───── Source passage ─────
As far as I’m concerned, no Cape Town winter would be complete without a trip to the Baths.

Just when the cold has reached its zenith, especially if you see snow on the mountains, it’s time to pack your swimsuit and head to the baths. It’s also a great trip to make when it’s raining. The sensation of cool raindrops falling on your head as your body luxuriates in hot water is an inexplicably pleasing experience.

The baths consists of two pools – one 43 degrees – the other a chilly 18 degrees Celsius in winter. There is some scientific notion about the benefits of alternately pleasing and shocking your body, but whatever the theory, like most people I usually skip the cool pool and bob about blissfully in the hot pool.

 

In case the pool does not ease your knotty muscles sufficiently, the spa room provides five Jacuzzis, unlike Jacuzzis I have encountered anywhere else. Elsewhere, a Jacuzzi summons up an image of a tub of water bubbling gently like champagne. But at the Baths it’s as though invisible and determined firefighters are aiming fire hydrant hoses at your muscles which get pummelled into happy submission.
───── Information ─────
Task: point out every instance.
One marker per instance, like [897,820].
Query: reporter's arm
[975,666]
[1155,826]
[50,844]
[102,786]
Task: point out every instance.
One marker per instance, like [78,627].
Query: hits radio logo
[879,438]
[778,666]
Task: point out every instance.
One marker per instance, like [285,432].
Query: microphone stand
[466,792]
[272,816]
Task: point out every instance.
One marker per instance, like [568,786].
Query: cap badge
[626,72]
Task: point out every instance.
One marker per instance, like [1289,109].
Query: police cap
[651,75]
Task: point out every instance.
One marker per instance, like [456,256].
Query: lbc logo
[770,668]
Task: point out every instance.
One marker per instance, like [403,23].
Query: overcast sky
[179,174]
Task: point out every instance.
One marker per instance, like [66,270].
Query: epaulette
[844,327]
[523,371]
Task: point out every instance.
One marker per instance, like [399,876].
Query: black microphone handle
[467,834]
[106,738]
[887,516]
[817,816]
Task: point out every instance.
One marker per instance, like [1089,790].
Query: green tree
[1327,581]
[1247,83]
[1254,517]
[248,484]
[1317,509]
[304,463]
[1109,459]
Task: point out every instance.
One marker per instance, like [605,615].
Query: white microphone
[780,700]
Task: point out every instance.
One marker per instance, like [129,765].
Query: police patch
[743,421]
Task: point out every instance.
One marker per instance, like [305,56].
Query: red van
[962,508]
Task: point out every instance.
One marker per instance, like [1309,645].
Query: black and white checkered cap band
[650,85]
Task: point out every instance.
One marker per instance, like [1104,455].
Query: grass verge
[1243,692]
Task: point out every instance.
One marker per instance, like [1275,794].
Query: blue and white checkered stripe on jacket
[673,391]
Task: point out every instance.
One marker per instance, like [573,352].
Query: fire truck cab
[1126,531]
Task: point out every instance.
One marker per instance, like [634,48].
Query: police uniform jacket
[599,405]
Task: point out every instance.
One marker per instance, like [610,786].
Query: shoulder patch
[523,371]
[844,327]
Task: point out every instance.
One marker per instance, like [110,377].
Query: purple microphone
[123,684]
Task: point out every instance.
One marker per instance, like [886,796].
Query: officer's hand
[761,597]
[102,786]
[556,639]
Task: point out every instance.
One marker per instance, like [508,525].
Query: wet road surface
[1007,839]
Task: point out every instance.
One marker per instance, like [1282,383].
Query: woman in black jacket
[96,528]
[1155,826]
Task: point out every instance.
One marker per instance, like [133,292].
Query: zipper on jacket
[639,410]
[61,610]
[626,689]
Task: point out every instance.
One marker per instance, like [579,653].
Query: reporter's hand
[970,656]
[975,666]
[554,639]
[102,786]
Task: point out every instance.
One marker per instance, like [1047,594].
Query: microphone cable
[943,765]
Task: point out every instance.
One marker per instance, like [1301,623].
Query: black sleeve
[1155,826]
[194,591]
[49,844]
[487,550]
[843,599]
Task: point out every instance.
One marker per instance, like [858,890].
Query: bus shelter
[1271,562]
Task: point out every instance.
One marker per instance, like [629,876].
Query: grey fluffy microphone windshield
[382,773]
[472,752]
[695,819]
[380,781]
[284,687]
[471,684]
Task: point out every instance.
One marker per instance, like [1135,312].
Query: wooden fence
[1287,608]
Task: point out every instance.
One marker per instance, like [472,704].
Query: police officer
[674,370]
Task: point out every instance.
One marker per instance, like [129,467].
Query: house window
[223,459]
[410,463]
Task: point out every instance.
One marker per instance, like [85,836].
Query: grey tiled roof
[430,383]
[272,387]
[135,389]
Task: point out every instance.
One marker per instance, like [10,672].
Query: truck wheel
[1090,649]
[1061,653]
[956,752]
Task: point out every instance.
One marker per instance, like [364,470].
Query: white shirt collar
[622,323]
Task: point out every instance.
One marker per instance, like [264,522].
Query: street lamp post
─────
### Task instructions
a: According to the passage about the Baths, how many Jacuzzis does the spa room provide?
b: Output, word for word, the stretch of the passage about the Baths from "As far as I’m" through "inexplicably pleasing experience.".
The material comes from a different source than the passage about the Baths.

### Exercise answers
a: Five.

b:
As far as I’m concerned, no Cape Town winter would be complete without a trip to the Baths.

Just when the cold has reached its zenith, especially if you see snow on the mountains, it’s time to pack your swimsuit and head to the baths. It’s also a great trip to make when it’s raining. The sensation of cool raindrops falling on your head as your body luxuriates in hot water is an inexplicably pleasing experience.